__Written instruction__. Return each line of the items below that contains the string "guardrail", copied unchanged.
* START Data listing *
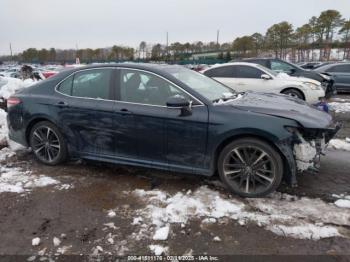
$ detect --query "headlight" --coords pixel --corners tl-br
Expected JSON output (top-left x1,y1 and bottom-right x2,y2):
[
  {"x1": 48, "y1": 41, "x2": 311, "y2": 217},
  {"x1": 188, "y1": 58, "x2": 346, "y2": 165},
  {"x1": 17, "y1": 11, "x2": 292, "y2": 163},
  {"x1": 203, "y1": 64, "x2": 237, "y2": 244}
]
[{"x1": 303, "y1": 82, "x2": 321, "y2": 90}]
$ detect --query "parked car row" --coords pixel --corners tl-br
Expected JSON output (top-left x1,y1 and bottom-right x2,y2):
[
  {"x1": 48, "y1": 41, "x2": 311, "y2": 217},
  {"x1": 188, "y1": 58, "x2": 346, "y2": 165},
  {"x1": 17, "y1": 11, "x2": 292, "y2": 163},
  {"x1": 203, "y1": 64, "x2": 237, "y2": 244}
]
[
  {"x1": 202, "y1": 62, "x2": 325, "y2": 104},
  {"x1": 7, "y1": 63, "x2": 340, "y2": 197}
]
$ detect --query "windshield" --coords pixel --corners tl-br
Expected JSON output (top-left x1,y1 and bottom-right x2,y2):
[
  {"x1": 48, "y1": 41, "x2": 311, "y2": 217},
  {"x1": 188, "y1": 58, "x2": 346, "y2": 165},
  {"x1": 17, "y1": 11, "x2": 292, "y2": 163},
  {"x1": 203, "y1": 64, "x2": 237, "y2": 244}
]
[
  {"x1": 257, "y1": 64, "x2": 278, "y2": 76},
  {"x1": 165, "y1": 67, "x2": 236, "y2": 101}
]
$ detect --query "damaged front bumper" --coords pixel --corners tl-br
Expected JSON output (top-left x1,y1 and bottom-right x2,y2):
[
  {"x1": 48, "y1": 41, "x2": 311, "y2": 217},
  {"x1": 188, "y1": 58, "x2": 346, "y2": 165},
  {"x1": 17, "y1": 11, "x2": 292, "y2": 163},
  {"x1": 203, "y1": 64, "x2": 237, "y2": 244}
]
[{"x1": 278, "y1": 123, "x2": 342, "y2": 186}]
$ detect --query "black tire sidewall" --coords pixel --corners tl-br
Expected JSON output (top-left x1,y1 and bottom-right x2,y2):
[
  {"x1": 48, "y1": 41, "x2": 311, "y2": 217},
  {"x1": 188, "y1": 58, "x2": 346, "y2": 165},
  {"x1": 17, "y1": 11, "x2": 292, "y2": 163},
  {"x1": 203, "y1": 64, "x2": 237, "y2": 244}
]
[
  {"x1": 29, "y1": 121, "x2": 67, "y2": 165},
  {"x1": 218, "y1": 138, "x2": 283, "y2": 197}
]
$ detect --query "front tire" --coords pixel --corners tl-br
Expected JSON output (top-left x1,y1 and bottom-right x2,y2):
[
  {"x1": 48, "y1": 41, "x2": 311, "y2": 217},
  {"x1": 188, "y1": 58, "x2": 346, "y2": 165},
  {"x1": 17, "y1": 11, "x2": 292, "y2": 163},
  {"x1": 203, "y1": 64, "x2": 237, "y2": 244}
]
[
  {"x1": 218, "y1": 138, "x2": 283, "y2": 197},
  {"x1": 29, "y1": 121, "x2": 67, "y2": 165}
]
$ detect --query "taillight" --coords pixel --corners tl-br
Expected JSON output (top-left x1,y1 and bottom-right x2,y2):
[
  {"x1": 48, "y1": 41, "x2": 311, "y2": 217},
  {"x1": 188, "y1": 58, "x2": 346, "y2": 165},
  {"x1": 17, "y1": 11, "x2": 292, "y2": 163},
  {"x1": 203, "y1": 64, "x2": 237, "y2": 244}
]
[{"x1": 7, "y1": 97, "x2": 21, "y2": 108}]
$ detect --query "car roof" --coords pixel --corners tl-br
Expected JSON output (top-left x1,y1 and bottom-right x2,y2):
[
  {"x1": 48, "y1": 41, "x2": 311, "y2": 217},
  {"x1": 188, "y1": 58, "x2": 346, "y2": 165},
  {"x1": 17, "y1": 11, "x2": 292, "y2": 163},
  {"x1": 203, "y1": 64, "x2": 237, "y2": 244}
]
[{"x1": 204, "y1": 62, "x2": 260, "y2": 71}]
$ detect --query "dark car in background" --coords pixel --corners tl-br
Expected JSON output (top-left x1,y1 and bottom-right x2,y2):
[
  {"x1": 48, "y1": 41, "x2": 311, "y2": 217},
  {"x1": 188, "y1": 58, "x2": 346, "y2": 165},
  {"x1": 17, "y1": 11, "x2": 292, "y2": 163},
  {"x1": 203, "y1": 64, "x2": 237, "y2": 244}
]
[
  {"x1": 243, "y1": 58, "x2": 337, "y2": 97},
  {"x1": 7, "y1": 64, "x2": 339, "y2": 197},
  {"x1": 315, "y1": 63, "x2": 350, "y2": 92}
]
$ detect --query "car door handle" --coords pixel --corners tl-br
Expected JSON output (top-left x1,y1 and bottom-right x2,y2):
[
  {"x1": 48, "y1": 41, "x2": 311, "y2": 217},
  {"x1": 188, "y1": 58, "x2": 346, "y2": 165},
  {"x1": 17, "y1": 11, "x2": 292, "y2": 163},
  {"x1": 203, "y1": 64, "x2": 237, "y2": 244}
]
[
  {"x1": 120, "y1": 108, "x2": 132, "y2": 115},
  {"x1": 56, "y1": 101, "x2": 68, "y2": 107}
]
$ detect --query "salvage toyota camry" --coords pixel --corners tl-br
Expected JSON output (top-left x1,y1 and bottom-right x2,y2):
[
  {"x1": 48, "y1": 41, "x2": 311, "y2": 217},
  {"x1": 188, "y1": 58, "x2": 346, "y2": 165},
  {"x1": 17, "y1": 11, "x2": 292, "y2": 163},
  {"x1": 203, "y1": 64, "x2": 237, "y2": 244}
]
[{"x1": 7, "y1": 64, "x2": 339, "y2": 197}]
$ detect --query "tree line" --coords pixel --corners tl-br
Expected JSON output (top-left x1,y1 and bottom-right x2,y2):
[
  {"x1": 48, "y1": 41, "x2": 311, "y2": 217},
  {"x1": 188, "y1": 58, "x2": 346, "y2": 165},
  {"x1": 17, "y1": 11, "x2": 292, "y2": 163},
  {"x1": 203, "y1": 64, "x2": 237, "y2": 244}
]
[{"x1": 0, "y1": 10, "x2": 350, "y2": 63}]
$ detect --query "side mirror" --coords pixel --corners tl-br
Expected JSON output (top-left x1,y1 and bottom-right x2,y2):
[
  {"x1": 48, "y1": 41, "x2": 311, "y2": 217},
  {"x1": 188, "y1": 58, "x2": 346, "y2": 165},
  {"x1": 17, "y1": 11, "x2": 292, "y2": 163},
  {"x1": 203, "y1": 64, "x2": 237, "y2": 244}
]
[
  {"x1": 166, "y1": 95, "x2": 191, "y2": 107},
  {"x1": 261, "y1": 74, "x2": 271, "y2": 80}
]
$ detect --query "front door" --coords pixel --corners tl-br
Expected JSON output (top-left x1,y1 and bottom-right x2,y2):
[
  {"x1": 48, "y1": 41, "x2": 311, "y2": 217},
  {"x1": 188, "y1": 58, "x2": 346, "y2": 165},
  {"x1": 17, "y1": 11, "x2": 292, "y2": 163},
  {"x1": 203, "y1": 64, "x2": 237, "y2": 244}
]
[{"x1": 116, "y1": 69, "x2": 208, "y2": 171}]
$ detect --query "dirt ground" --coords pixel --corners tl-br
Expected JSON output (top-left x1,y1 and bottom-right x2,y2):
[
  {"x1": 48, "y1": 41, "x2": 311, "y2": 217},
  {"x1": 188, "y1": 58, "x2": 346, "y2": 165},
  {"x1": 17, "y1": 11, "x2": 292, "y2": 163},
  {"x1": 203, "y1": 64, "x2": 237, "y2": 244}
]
[{"x1": 0, "y1": 96, "x2": 350, "y2": 258}]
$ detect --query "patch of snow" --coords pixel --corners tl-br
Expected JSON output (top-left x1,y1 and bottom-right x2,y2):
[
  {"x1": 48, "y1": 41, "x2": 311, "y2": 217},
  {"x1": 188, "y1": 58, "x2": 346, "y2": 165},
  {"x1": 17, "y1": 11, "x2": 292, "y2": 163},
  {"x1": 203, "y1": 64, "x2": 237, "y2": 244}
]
[
  {"x1": 131, "y1": 186, "x2": 350, "y2": 239},
  {"x1": 0, "y1": 147, "x2": 16, "y2": 162},
  {"x1": 131, "y1": 217, "x2": 143, "y2": 225},
  {"x1": 32, "y1": 237, "x2": 40, "y2": 246},
  {"x1": 52, "y1": 237, "x2": 61, "y2": 247},
  {"x1": 0, "y1": 166, "x2": 60, "y2": 193},
  {"x1": 213, "y1": 236, "x2": 221, "y2": 242},
  {"x1": 56, "y1": 245, "x2": 72, "y2": 254},
  {"x1": 268, "y1": 224, "x2": 340, "y2": 240},
  {"x1": 107, "y1": 210, "x2": 117, "y2": 218},
  {"x1": 149, "y1": 245, "x2": 169, "y2": 256},
  {"x1": 334, "y1": 199, "x2": 350, "y2": 208},
  {"x1": 328, "y1": 138, "x2": 350, "y2": 151},
  {"x1": 104, "y1": 222, "x2": 117, "y2": 229},
  {"x1": 328, "y1": 102, "x2": 350, "y2": 113},
  {"x1": 153, "y1": 224, "x2": 170, "y2": 240},
  {"x1": 0, "y1": 77, "x2": 37, "y2": 99}
]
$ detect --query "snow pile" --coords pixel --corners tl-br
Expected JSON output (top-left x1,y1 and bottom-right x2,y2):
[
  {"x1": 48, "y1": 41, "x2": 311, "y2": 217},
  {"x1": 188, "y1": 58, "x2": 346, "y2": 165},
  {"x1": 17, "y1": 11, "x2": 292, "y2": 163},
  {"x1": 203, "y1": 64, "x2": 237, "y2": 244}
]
[
  {"x1": 328, "y1": 102, "x2": 350, "y2": 113},
  {"x1": 126, "y1": 186, "x2": 350, "y2": 240},
  {"x1": 0, "y1": 109, "x2": 8, "y2": 146},
  {"x1": 0, "y1": 77, "x2": 37, "y2": 146},
  {"x1": 149, "y1": 245, "x2": 169, "y2": 256},
  {"x1": 329, "y1": 138, "x2": 350, "y2": 151},
  {"x1": 334, "y1": 199, "x2": 350, "y2": 208},
  {"x1": 0, "y1": 165, "x2": 60, "y2": 193}
]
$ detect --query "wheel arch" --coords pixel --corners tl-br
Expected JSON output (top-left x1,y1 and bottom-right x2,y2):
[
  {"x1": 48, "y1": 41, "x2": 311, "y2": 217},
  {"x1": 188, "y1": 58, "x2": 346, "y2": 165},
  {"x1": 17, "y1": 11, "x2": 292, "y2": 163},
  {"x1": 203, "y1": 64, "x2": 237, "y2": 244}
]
[
  {"x1": 25, "y1": 115, "x2": 59, "y2": 145},
  {"x1": 212, "y1": 133, "x2": 295, "y2": 184}
]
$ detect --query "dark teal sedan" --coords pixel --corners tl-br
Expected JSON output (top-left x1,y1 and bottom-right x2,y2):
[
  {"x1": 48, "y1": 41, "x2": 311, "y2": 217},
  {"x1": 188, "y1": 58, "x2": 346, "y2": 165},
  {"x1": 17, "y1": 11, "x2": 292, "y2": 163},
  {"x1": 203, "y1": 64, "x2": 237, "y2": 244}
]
[{"x1": 7, "y1": 64, "x2": 339, "y2": 197}]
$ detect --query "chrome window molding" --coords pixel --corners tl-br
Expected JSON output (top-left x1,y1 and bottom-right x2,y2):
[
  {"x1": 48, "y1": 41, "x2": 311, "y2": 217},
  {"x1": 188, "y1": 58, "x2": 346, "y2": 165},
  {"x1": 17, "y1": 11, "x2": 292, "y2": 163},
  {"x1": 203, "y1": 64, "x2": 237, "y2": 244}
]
[{"x1": 54, "y1": 66, "x2": 205, "y2": 108}]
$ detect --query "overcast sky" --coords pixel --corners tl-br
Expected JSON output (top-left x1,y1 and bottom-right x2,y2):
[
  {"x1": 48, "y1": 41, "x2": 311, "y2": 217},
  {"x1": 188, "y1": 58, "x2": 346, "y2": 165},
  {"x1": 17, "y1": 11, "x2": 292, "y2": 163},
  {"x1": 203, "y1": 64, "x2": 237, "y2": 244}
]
[{"x1": 0, "y1": 0, "x2": 350, "y2": 55}]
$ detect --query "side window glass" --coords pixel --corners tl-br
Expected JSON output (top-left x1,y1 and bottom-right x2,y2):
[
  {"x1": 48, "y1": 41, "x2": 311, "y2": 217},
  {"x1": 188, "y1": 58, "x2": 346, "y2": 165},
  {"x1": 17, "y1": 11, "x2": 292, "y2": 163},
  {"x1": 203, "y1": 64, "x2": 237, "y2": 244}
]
[
  {"x1": 237, "y1": 66, "x2": 263, "y2": 79},
  {"x1": 72, "y1": 69, "x2": 112, "y2": 99},
  {"x1": 204, "y1": 66, "x2": 234, "y2": 77},
  {"x1": 271, "y1": 60, "x2": 293, "y2": 73},
  {"x1": 327, "y1": 65, "x2": 350, "y2": 73},
  {"x1": 57, "y1": 76, "x2": 73, "y2": 95},
  {"x1": 119, "y1": 69, "x2": 193, "y2": 106}
]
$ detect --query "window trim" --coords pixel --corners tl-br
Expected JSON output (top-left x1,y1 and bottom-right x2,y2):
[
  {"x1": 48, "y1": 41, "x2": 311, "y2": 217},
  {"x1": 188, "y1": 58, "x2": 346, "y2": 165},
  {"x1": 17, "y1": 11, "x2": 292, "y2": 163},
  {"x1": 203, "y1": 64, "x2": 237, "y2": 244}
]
[
  {"x1": 55, "y1": 66, "x2": 205, "y2": 108},
  {"x1": 55, "y1": 67, "x2": 116, "y2": 101}
]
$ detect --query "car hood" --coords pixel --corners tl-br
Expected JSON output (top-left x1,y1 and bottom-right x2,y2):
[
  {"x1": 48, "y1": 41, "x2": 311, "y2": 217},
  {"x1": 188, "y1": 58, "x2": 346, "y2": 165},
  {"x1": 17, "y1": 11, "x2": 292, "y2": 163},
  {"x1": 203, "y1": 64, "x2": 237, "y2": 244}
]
[
  {"x1": 276, "y1": 73, "x2": 321, "y2": 85},
  {"x1": 225, "y1": 92, "x2": 332, "y2": 128}
]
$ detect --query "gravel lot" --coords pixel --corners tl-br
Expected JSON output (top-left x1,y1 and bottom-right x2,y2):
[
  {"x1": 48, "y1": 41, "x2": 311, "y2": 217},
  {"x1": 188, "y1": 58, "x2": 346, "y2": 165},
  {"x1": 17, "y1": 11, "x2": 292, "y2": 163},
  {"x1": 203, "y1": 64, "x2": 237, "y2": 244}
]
[{"x1": 0, "y1": 95, "x2": 350, "y2": 258}]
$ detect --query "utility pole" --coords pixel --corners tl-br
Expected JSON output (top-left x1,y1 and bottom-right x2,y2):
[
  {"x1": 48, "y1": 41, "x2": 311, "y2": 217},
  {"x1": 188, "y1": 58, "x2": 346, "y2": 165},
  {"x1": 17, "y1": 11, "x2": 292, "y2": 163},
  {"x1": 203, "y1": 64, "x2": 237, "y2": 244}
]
[
  {"x1": 216, "y1": 30, "x2": 220, "y2": 49},
  {"x1": 10, "y1": 43, "x2": 13, "y2": 61},
  {"x1": 166, "y1": 31, "x2": 169, "y2": 59}
]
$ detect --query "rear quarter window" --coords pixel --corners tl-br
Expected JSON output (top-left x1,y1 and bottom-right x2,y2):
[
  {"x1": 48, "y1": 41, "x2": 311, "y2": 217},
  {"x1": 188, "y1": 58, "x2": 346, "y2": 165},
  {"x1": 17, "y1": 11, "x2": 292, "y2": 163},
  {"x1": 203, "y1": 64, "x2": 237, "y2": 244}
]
[{"x1": 57, "y1": 76, "x2": 73, "y2": 95}]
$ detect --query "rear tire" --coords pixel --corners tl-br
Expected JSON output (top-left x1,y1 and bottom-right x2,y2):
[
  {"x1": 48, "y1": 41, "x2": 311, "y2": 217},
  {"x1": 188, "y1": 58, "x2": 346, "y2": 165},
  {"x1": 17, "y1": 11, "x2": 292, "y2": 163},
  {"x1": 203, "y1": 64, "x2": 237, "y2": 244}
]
[
  {"x1": 218, "y1": 138, "x2": 283, "y2": 197},
  {"x1": 282, "y1": 88, "x2": 305, "y2": 100},
  {"x1": 29, "y1": 121, "x2": 68, "y2": 166}
]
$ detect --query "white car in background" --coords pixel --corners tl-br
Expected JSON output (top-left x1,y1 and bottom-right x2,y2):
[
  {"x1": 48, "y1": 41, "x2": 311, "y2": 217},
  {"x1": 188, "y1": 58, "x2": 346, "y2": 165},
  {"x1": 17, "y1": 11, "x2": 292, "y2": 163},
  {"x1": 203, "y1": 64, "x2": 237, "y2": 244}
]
[{"x1": 201, "y1": 62, "x2": 325, "y2": 104}]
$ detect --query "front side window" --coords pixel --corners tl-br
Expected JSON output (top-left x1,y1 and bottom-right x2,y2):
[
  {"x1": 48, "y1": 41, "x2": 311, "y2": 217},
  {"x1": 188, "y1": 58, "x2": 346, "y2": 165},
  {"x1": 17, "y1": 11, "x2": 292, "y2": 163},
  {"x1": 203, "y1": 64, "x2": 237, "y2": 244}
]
[
  {"x1": 119, "y1": 69, "x2": 194, "y2": 106},
  {"x1": 327, "y1": 65, "x2": 350, "y2": 73},
  {"x1": 71, "y1": 69, "x2": 112, "y2": 99},
  {"x1": 204, "y1": 66, "x2": 234, "y2": 77},
  {"x1": 271, "y1": 60, "x2": 294, "y2": 72},
  {"x1": 237, "y1": 66, "x2": 264, "y2": 78}
]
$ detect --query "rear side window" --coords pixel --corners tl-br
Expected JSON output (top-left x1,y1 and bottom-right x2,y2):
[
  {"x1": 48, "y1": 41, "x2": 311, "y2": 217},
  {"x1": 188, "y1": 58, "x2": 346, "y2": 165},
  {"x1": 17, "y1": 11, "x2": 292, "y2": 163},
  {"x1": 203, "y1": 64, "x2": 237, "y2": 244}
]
[
  {"x1": 204, "y1": 66, "x2": 234, "y2": 77},
  {"x1": 71, "y1": 69, "x2": 113, "y2": 99},
  {"x1": 237, "y1": 66, "x2": 264, "y2": 78},
  {"x1": 58, "y1": 76, "x2": 73, "y2": 95},
  {"x1": 327, "y1": 65, "x2": 350, "y2": 73},
  {"x1": 271, "y1": 60, "x2": 294, "y2": 73}
]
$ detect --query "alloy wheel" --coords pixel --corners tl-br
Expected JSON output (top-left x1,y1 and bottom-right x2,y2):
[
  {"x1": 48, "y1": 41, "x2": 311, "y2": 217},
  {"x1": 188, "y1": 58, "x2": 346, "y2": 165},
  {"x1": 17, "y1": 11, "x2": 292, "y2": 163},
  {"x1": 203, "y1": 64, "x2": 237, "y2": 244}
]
[
  {"x1": 31, "y1": 126, "x2": 61, "y2": 163},
  {"x1": 223, "y1": 146, "x2": 276, "y2": 194}
]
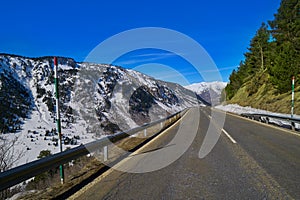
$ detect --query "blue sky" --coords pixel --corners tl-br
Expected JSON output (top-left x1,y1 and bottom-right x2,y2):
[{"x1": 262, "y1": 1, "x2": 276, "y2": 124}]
[{"x1": 0, "y1": 0, "x2": 280, "y2": 84}]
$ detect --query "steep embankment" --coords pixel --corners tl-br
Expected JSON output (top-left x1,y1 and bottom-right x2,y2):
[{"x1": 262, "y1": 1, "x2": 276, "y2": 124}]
[{"x1": 225, "y1": 0, "x2": 300, "y2": 113}]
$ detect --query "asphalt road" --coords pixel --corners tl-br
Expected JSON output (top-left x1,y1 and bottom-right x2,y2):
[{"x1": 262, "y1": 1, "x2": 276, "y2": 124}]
[{"x1": 70, "y1": 108, "x2": 300, "y2": 199}]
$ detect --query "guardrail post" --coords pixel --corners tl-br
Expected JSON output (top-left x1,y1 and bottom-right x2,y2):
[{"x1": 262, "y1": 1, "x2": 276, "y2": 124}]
[
  {"x1": 144, "y1": 128, "x2": 147, "y2": 137},
  {"x1": 103, "y1": 146, "x2": 108, "y2": 162},
  {"x1": 291, "y1": 122, "x2": 295, "y2": 131}
]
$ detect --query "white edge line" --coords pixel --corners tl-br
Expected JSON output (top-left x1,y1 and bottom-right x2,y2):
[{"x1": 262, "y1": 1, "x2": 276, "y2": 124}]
[{"x1": 222, "y1": 128, "x2": 237, "y2": 144}]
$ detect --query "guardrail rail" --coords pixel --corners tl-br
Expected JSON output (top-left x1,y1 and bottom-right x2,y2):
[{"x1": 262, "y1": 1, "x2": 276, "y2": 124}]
[{"x1": 241, "y1": 113, "x2": 300, "y2": 131}]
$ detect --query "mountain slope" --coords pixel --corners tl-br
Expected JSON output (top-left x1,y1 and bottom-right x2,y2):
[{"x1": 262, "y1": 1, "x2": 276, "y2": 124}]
[{"x1": 0, "y1": 54, "x2": 203, "y2": 164}]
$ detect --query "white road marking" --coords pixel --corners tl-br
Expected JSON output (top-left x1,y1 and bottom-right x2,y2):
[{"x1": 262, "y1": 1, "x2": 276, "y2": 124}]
[
  {"x1": 208, "y1": 115, "x2": 237, "y2": 144},
  {"x1": 222, "y1": 128, "x2": 237, "y2": 144}
]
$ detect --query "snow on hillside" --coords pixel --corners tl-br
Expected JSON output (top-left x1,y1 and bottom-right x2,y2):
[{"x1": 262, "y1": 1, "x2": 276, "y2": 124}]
[
  {"x1": 185, "y1": 81, "x2": 227, "y2": 105},
  {"x1": 0, "y1": 55, "x2": 203, "y2": 165},
  {"x1": 215, "y1": 104, "x2": 300, "y2": 128}
]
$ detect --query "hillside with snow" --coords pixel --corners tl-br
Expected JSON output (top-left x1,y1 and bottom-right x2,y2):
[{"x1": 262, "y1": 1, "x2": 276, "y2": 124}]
* END Data listing *
__Output of the exercise__.
$ detect --query "guardrail post" --coords pixel --corners tl-br
$ detect --query "guardrail rail" --coords pixel --corners tl-br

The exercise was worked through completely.